[Part of a data file]
========================================================================
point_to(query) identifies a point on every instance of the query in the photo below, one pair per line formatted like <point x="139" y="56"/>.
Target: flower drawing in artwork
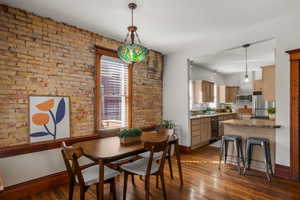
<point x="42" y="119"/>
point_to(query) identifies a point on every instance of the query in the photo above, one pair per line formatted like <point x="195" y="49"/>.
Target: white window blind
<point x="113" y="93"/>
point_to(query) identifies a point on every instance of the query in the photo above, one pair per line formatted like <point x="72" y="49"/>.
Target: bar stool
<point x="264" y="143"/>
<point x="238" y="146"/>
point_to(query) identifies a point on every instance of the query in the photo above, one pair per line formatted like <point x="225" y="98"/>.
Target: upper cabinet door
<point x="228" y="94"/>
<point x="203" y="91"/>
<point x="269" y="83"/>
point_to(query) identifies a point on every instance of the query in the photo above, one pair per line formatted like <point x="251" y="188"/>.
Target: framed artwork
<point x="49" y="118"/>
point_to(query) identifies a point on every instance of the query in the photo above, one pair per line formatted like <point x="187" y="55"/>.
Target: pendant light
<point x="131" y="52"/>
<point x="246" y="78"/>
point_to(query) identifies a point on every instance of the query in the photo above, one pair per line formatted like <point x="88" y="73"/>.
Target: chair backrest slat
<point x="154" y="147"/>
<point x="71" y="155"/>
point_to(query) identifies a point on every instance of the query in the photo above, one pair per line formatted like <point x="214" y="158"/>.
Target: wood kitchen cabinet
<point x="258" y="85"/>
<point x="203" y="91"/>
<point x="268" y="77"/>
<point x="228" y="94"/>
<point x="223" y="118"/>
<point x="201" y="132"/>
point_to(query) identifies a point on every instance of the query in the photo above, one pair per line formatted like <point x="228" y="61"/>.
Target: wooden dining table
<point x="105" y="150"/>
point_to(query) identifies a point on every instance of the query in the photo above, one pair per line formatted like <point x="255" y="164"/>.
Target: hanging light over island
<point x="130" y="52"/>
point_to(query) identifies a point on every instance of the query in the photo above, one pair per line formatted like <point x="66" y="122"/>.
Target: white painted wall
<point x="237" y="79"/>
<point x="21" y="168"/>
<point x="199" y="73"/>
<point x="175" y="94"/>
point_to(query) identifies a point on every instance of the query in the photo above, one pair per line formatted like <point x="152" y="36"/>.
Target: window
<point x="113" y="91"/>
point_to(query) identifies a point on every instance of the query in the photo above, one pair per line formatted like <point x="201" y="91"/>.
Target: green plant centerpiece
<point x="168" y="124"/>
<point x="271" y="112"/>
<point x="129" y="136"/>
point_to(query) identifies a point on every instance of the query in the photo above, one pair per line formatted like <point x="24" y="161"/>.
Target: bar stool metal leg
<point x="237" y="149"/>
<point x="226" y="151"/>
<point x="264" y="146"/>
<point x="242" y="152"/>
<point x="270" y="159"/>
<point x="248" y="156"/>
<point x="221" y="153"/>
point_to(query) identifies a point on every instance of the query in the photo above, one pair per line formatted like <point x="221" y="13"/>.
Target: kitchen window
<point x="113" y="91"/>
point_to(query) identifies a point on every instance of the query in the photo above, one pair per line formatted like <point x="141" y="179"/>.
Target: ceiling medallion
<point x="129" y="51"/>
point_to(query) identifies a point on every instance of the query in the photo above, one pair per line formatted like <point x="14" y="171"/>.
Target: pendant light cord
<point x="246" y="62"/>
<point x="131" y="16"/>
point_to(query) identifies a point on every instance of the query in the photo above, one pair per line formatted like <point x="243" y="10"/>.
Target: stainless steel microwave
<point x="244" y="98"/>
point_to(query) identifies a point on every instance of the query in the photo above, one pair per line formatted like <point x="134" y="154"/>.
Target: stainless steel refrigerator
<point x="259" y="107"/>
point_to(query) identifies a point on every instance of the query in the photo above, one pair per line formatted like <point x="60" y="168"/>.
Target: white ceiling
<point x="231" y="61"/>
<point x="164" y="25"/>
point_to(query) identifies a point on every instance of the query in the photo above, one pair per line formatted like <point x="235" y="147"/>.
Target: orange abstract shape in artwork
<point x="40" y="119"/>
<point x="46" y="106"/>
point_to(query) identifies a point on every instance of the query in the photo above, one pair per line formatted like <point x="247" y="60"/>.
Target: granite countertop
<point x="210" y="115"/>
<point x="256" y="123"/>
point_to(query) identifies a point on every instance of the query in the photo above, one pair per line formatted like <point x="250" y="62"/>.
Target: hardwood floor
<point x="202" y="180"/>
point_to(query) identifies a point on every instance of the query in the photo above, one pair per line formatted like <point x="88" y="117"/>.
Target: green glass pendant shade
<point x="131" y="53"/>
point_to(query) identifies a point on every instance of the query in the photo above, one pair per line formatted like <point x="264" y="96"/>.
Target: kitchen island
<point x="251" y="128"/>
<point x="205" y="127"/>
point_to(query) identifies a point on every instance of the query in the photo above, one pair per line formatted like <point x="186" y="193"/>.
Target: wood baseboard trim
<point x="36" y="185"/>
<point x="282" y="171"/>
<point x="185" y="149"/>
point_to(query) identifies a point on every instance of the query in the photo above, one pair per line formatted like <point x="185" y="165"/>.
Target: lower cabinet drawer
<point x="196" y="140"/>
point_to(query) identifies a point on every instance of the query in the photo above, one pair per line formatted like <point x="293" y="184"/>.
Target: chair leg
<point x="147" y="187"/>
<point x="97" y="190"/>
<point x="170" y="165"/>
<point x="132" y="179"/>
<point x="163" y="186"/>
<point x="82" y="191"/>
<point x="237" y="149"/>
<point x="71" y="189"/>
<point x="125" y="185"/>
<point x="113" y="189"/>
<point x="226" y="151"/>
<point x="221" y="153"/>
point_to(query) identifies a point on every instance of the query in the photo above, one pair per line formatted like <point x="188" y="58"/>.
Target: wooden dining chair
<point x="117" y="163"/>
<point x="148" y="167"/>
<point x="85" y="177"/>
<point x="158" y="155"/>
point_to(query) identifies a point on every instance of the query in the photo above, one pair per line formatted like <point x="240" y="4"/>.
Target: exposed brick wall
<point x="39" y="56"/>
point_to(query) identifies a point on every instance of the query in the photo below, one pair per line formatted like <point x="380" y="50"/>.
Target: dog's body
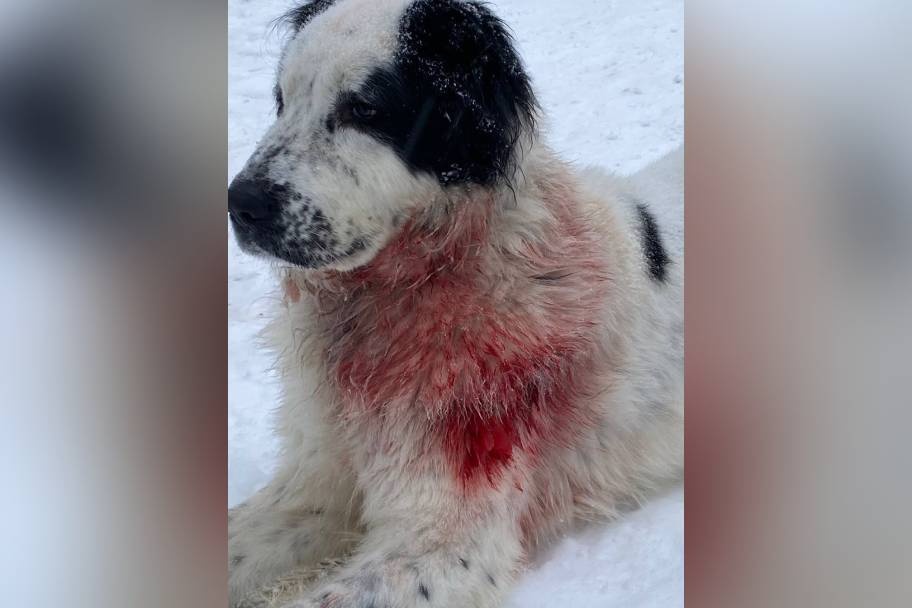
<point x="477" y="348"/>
========================================================================
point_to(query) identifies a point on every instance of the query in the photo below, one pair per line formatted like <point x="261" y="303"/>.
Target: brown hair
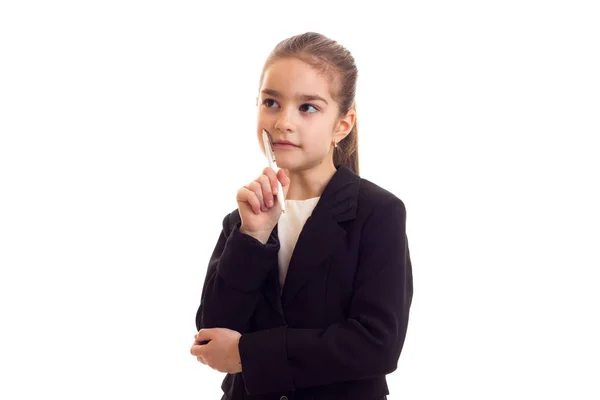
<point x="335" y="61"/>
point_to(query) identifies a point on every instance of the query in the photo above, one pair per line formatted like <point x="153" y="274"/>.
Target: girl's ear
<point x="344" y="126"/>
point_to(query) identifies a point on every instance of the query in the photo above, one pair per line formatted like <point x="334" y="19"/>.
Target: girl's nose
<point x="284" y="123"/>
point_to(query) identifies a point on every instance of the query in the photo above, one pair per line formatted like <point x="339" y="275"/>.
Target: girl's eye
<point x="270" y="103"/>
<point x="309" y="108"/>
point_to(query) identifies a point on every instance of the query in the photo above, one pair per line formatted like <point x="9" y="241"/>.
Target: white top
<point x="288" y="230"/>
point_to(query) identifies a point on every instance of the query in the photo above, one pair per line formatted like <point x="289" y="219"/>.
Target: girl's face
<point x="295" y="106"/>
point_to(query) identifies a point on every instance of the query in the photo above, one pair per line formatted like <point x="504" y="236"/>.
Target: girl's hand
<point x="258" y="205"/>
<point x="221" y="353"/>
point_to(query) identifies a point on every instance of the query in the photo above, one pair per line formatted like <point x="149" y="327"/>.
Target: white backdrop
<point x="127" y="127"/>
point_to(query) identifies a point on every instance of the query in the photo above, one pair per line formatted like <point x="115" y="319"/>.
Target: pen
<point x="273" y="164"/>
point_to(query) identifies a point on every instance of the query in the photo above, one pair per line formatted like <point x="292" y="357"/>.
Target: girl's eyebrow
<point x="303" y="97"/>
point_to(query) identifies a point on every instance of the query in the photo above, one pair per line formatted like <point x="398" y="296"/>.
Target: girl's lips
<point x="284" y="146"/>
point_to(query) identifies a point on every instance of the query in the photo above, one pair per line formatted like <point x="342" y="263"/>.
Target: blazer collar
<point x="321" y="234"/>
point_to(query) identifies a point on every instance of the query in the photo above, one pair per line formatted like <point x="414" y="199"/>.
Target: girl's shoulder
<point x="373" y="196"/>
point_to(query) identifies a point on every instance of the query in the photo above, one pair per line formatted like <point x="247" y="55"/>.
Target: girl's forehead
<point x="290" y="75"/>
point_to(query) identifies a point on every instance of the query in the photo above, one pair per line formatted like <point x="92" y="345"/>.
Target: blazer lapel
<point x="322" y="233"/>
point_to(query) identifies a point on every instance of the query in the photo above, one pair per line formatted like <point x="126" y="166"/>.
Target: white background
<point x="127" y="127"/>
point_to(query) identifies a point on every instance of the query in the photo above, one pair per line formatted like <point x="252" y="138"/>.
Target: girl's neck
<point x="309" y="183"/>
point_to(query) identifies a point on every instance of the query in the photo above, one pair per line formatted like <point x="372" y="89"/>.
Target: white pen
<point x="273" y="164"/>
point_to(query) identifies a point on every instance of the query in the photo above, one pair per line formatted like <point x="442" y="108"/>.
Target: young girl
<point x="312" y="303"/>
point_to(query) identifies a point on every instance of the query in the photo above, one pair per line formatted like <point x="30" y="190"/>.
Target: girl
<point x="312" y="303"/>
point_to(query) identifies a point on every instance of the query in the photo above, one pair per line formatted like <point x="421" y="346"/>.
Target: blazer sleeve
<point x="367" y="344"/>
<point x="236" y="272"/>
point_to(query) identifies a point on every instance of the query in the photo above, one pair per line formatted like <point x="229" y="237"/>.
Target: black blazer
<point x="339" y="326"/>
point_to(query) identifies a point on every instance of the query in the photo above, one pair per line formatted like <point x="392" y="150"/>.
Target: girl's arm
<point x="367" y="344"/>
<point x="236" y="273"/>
========================================================================
→ WHAT TO PRODUCE
Which lines in the data above contain the word "steel"? Copy each one, matching case exactly.

→ ANSWER TO THIS EXERCISE
Target: stainless steel microwave
Target: stainless steel refrigerator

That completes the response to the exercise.